What is being asked:
Please convert the records below into a Markdown table with the columns No. and Line, giving each line its own row and skipping blank lines. Leave the pictures out of the answer.

Point placement records:
***
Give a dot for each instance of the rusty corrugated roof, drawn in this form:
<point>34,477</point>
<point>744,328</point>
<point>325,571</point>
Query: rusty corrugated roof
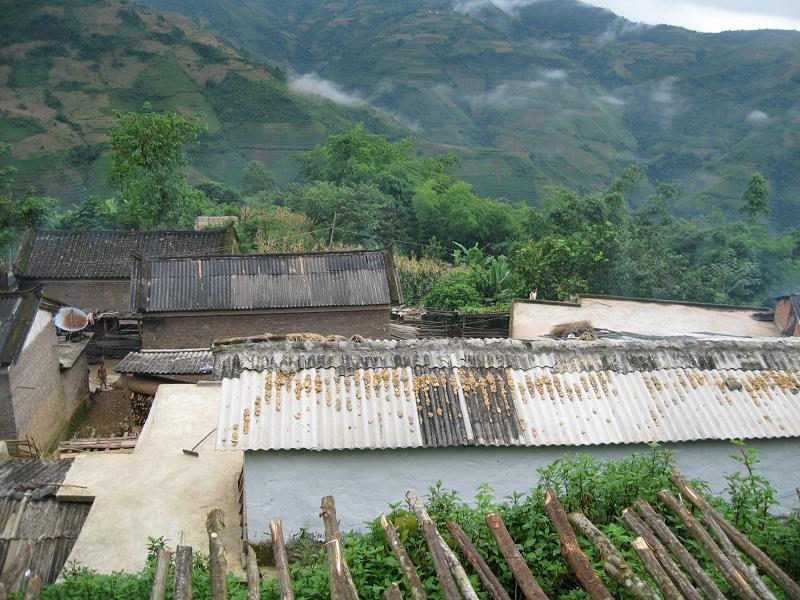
<point>108,254</point>
<point>264,281</point>
<point>432,393</point>
<point>167,362</point>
***
The reply:
| No. | Line |
|---|---|
| 1 | Give a dot for each instance of the rusty corrugated roof, drawn in this form: |
| 2 | <point>34,477</point> |
| 3 | <point>744,328</point> |
| 4 | <point>325,571</point> |
| 5 | Query: rusty corrugated roof |
| 6 | <point>108,254</point> |
| 7 | <point>264,281</point> |
| 8 | <point>432,393</point> |
| 9 | <point>167,362</point> |